• _WHAT YOU HAVE TO DO_
Rewrite the data below as a numbered list, leaving out any blank lines.

• _TASK INPUTS_
——

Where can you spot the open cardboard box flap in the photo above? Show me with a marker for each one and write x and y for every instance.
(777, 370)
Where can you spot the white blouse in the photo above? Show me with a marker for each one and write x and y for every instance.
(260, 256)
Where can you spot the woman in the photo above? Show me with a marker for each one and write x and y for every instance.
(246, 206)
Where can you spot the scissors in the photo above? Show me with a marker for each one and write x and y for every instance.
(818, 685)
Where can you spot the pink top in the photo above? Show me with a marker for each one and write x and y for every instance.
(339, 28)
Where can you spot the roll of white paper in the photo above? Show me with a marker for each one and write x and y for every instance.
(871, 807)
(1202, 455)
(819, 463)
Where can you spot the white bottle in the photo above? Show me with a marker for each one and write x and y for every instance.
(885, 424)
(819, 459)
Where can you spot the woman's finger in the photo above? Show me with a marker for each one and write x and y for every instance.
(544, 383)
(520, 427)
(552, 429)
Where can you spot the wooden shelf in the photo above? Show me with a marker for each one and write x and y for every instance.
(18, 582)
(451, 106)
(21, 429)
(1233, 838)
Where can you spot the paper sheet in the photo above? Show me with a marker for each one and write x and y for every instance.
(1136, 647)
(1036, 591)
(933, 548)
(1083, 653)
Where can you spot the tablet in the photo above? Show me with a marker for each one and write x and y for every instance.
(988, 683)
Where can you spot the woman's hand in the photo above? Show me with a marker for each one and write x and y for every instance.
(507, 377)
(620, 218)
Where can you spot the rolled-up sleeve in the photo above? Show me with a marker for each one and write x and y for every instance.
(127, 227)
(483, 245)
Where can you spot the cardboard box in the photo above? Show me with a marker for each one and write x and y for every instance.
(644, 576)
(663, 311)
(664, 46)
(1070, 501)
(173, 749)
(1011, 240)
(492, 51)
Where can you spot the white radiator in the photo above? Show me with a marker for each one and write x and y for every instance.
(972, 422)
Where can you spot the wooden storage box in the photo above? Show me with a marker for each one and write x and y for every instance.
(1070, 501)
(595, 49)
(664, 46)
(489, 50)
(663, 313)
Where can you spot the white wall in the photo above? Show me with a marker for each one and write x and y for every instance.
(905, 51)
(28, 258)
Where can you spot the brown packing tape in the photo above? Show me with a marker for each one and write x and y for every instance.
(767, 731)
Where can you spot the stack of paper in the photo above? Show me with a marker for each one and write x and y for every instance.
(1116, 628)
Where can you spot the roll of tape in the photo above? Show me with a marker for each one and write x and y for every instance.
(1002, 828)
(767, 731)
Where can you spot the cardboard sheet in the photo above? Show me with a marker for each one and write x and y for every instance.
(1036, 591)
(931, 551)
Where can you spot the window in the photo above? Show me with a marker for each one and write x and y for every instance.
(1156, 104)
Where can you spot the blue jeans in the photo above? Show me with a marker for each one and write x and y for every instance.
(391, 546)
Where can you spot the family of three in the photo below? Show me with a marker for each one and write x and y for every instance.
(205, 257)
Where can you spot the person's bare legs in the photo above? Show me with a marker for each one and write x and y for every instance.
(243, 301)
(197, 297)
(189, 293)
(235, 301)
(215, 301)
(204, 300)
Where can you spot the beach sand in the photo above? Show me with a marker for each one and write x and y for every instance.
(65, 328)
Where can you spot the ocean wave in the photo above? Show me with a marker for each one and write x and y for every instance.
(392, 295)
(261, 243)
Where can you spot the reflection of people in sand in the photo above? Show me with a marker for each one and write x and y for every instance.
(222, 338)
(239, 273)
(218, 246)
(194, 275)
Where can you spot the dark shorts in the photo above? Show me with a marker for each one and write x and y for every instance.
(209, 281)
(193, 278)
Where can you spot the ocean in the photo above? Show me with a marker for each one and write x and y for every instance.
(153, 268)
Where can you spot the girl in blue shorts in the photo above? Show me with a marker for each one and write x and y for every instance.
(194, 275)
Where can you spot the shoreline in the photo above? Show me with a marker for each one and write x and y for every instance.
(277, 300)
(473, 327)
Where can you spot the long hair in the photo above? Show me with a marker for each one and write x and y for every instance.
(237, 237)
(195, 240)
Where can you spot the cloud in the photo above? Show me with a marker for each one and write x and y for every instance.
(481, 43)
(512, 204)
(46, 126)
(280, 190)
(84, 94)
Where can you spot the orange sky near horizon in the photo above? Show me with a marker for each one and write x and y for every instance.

——

• _TASK OUTPUT_
1. Where can you spot the open cardboard box flap in the photo above? Show me with a marker for each one and write x and y for every instance.
2. (777, 370)
3. Where can you spot the white blouse in the photo above? Show me with a marker for each one and write x and y for every instance.
4. (260, 256)
5. Where can you spot the woman in the photo above? Show me with a marker for each one and write x and y for every instance.
6. (246, 206)
7. Where can you spot the scissors in the photo above? Show me with a marker for each one and write x and y for every instance.
8. (818, 685)
9. Where can you spot the pink top in the photo above? Show me with a marker for each one and write x and y for every instance.
10. (339, 28)
11. Where can you spot the roll of white paper in the photo above? Show me with a marker for each one and write x and y for every instance.
12. (871, 807)
13. (1202, 455)
14. (819, 463)
15. Where can you spot the white bottle in the photo above? Show me with a marker for each one and write x and y for every instance.
16. (885, 424)
17. (819, 459)
18. Where can you spot the woman's finger in the photo above? Show me with a marker for each one and write x and y for every instance.
19. (544, 383)
20. (520, 427)
21. (552, 429)
22. Where can you spot the wooden shelf in the photo above? Show me with a marker for each one and write x and y for every instance.
23. (18, 582)
24. (451, 106)
25. (21, 429)
26. (1233, 838)
27. Where can you spot the paper sheet in the photo above? Show me with a marker for each one and write x and y for every instance.
28. (1136, 647)
29. (1036, 591)
30. (933, 548)
31. (1083, 653)
32. Where can you spot the tablet in the photo above? Show me with a marker for each one and write x and y for every instance.
33. (988, 683)
34. Where can you spot the woman's hand in the photo above? Show me with a marker for each one and write x and y for every instance.
35. (507, 377)
36. (620, 218)
37. Where can you spot the rolled-up sleeve in the photo above? Show me with a marker for each one and write x and y for every instance.
38. (127, 227)
39. (483, 245)
40. Where can you spot the cardboard box in the photo above? Show me with a marker for each one and write x and y for every instance.
41. (644, 576)
42. (663, 311)
43. (664, 46)
44. (1070, 501)
45. (173, 749)
46. (1011, 240)
47. (492, 51)
48. Where can you spot the white radiator in the photo above? Show me with a marker for each one and write x and y for every instance.
49. (972, 422)
50. Where can you spot the wooden storage box in the photo above? Show me with a marker for each one and write x and y for every instance.
51. (1070, 501)
52. (595, 49)
53. (664, 46)
54. (489, 50)
55. (663, 313)
56. Where can you spot the white wall in the photo above? Show me with a marker for each one and write x and y for every instance.
57. (905, 51)
58. (28, 258)
59. Where can you spot the brown packing tape in the photo above? Show me with a marker for each one and write x and y for every instance.
60. (767, 731)
61. Where can you spot the stack of paper in the photo above? Show me with a marker for each one and write x and y for every instance.
62. (1116, 628)
63. Where can you spot the roll of tape in the photo above? Show me with a marker for each one and write x and y for every instance.
64. (1002, 828)
65. (767, 731)
66. Where can you spot the cardboard sheet in the photo above? Show me with a marker for each one and write x and y for every instance.
67. (1036, 591)
68. (931, 551)
69. Where can you spot the window in the photo above? Show me with a marker for each one and write x and y for every instance.
70. (1156, 104)
71. Where can you spot the blue jeans in the photo above? Show me with a marker for each one and write x and y for every instance.
72. (391, 546)
73. Where can you spot the family of three in the photo below? Show me with a marker for each one and write x and y for every instance.
74. (205, 257)
75. Where can you spot the person's bare legs in the photo above? Show me with a marker for each one and write x and y for every instance.
76. (243, 301)
77. (197, 297)
78. (189, 293)
79. (235, 301)
80. (215, 301)
81. (204, 300)
82. Where can you spot the beach sand in the photo above? Show me with a marker for each one and write x and y for every instance.
83. (65, 328)
84. Where can you spot the ocean wave in the photo above? Show me with a marker for each one and write x and y for every instance.
85. (392, 295)
86. (261, 243)
87. Where can you spot the reflection of people in sand in the photo above? Show me with a marker for each one and write x and y for every instance.
88. (222, 338)
89. (239, 273)
90. (218, 246)
91. (194, 275)
92. Where can you spot the dark shorts in the photo above? Show me with a marker for each one and write x and y for every instance.
93. (209, 281)
94. (193, 278)
95. Where can you spot the ocean in the photo above? Show me with a marker for each one and write x and y for every instance.
96. (153, 268)
97. Where can you spot the girl in blue shorts in the photo above? Show me with a marker for each one and write x and y for every instance.
98. (194, 275)
99. Where can you spot the shoreline in the photo above? Show me with a marker for each one and write x and y for every instance.
100. (277, 300)
101. (473, 327)
102. Where can you spot the long hair in the photo above? Show me with a marker for each one and write x and y for every instance.
103. (237, 237)
104. (195, 240)
105. Where can you spot the cloud in the photo above? Show me with a marker for each one and write x and y for every instance.
106. (481, 43)
107. (512, 204)
108. (46, 126)
109. (280, 190)
110. (84, 94)
111. Where can you spot the orange sky near horizon in the photo above? Show me with a marker for each one and write x and y for every instance.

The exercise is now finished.